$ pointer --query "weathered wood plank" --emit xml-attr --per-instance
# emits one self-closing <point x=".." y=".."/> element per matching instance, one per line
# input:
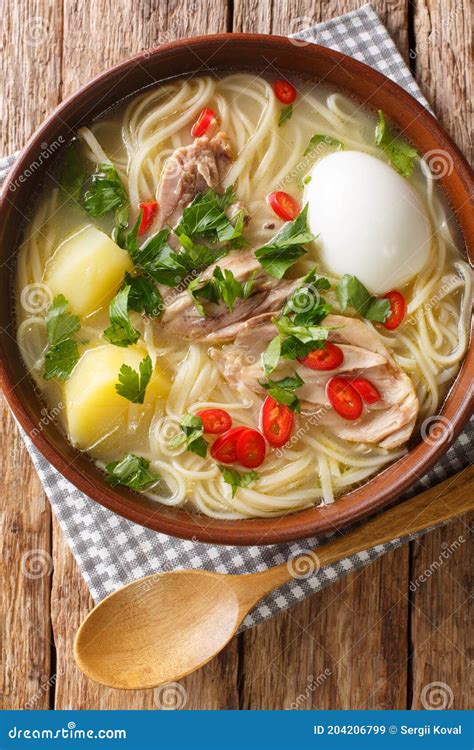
<point x="31" y="42"/>
<point x="89" y="47"/>
<point x="443" y="60"/>
<point x="441" y="623"/>
<point x="25" y="526"/>
<point x="291" y="16"/>
<point x="344" y="648"/>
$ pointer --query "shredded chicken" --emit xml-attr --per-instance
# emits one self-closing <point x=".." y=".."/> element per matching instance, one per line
<point x="389" y="422"/>
<point x="191" y="170"/>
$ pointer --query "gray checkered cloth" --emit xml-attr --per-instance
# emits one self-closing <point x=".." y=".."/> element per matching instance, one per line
<point x="112" y="551"/>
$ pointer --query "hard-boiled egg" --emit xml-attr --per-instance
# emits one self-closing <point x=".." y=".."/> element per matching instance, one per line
<point x="369" y="220"/>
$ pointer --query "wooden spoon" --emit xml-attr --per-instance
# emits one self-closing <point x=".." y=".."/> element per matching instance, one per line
<point x="162" y="627"/>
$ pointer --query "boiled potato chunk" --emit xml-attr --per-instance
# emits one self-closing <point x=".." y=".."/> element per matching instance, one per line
<point x="88" y="268"/>
<point x="95" y="410"/>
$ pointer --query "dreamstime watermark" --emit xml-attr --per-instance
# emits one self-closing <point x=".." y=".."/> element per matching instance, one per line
<point x="43" y="688"/>
<point x="313" y="684"/>
<point x="437" y="696"/>
<point x="36" y="564"/>
<point x="170" y="697"/>
<point x="448" y="550"/>
<point x="436" y="430"/>
<point x="303" y="564"/>
<point x="47" y="151"/>
<point x="443" y="290"/>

# Brief
Reproduce all the entries that precede this task, word for word, minus any pictures.

# Output for this task
$ pointer --query "weathered wood plank" --emit xml-attr --per-instance
# emits one self-closing <point x=".." y=".."/> element per matching instance, one per line
# input:
<point x="31" y="42"/>
<point x="89" y="47"/>
<point x="443" y="60"/>
<point x="441" y="623"/>
<point x="25" y="526"/>
<point x="291" y="16"/>
<point x="344" y="648"/>
$ pointer --query "shredded chicken" --emit xml-attr --per-instance
# emits one self-closing <point x=".." y=".."/> element per matching instance, one per line
<point x="389" y="422"/>
<point x="191" y="170"/>
$ pointer --query "gray checkered cloth" --emit xml-attr --per-instance
# emits one self-closing <point x=".." y=".."/> element per matching instance, one per line
<point x="112" y="551"/>
$ pointer --query "hard-boiled egg" --emit xml-attr --per-instance
# emits one self-closing <point x=".." y=".."/> element per matching instance, one per line
<point x="369" y="220"/>
$ pointer --query "wooden spoon" --emit xml-attr --per-instance
# emits one self-closing <point x=".." y=".."/> element per matching instance, one per line
<point x="162" y="627"/>
$ pointer --query "boiled potato chunk" --emit xml-attr --per-instance
# emits one self-closing <point x=".." y=".."/> element per matching instance, one per line
<point x="88" y="268"/>
<point x="95" y="410"/>
$ pointer --query "dreamstime watermark" --emit xml-attr --per-instance
# emits one self-closing <point x=".." y=".."/> element per matching instance, one per line
<point x="43" y="688"/>
<point x="313" y="684"/>
<point x="437" y="696"/>
<point x="36" y="564"/>
<point x="170" y="697"/>
<point x="448" y="550"/>
<point x="436" y="430"/>
<point x="303" y="564"/>
<point x="47" y="151"/>
<point x="443" y="290"/>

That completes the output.